- _Work to be completed_:
Nothing should be left out when you copy the entries below.

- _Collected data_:

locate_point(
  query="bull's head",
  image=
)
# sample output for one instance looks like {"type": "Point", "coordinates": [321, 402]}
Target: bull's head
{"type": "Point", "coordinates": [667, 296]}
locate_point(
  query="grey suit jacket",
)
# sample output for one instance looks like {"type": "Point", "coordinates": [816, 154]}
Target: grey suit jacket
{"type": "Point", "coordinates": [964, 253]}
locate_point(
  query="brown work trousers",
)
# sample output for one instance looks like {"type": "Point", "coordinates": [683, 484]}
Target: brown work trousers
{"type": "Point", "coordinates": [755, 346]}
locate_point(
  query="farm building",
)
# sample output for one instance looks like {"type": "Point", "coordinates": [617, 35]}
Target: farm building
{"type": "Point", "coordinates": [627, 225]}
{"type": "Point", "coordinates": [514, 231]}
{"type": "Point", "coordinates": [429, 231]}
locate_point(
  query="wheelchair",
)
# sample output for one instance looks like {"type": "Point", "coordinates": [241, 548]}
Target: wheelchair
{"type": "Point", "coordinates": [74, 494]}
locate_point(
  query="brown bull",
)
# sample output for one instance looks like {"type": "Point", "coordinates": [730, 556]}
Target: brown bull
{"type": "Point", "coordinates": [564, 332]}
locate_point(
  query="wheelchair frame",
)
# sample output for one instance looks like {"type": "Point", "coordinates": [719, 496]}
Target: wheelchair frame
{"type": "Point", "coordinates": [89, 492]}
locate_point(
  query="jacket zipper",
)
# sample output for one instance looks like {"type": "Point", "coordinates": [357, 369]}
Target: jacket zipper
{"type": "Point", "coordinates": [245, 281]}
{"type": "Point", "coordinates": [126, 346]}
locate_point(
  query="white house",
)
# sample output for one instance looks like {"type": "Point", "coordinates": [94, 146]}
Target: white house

- _Solved exercise_:
locate_point(
  query="bull's head",
  image=
)
# sample output for one instance looks like {"type": "Point", "coordinates": [321, 402]}
Target: bull's head
{"type": "Point", "coordinates": [667, 296]}
locate_point(
  query="grey suit jacket",
)
# sample output for one instance looks like {"type": "Point", "coordinates": [816, 154]}
Target: grey suit jacket
{"type": "Point", "coordinates": [964, 253]}
locate_point(
  query="brown work trousers",
)
# sample output for one instance looks like {"type": "Point", "coordinates": [683, 484]}
Target: brown work trousers
{"type": "Point", "coordinates": [755, 346]}
locate_point(
  query="farm building",
)
# sample output for one instance looks like {"type": "Point", "coordinates": [617, 35]}
Target: farm building
{"type": "Point", "coordinates": [627, 225]}
{"type": "Point", "coordinates": [514, 231]}
{"type": "Point", "coordinates": [429, 231]}
locate_point(
  query="wheelchair",
)
# sample output for one instance looks like {"type": "Point", "coordinates": [241, 548]}
Target: wheelchair
{"type": "Point", "coordinates": [74, 494]}
locate_point(
  query="brown bull",
)
# sample output for one instance looks like {"type": "Point", "coordinates": [730, 556]}
Target: brown bull
{"type": "Point", "coordinates": [564, 332]}
locate_point(
  query="wheelchair frame",
)
# sample output for one instance looks like {"type": "Point", "coordinates": [719, 496]}
Target: wheelchair frame
{"type": "Point", "coordinates": [89, 492]}
locate_point(
  query="jacket zipper",
)
# sample output for one instance looks like {"type": "Point", "coordinates": [357, 369]}
Target: jacket zipper
{"type": "Point", "coordinates": [245, 281]}
{"type": "Point", "coordinates": [126, 346]}
locate_point(
  query="white house",
)
# sample output for one instance looks like {"type": "Point", "coordinates": [94, 146]}
Target: white house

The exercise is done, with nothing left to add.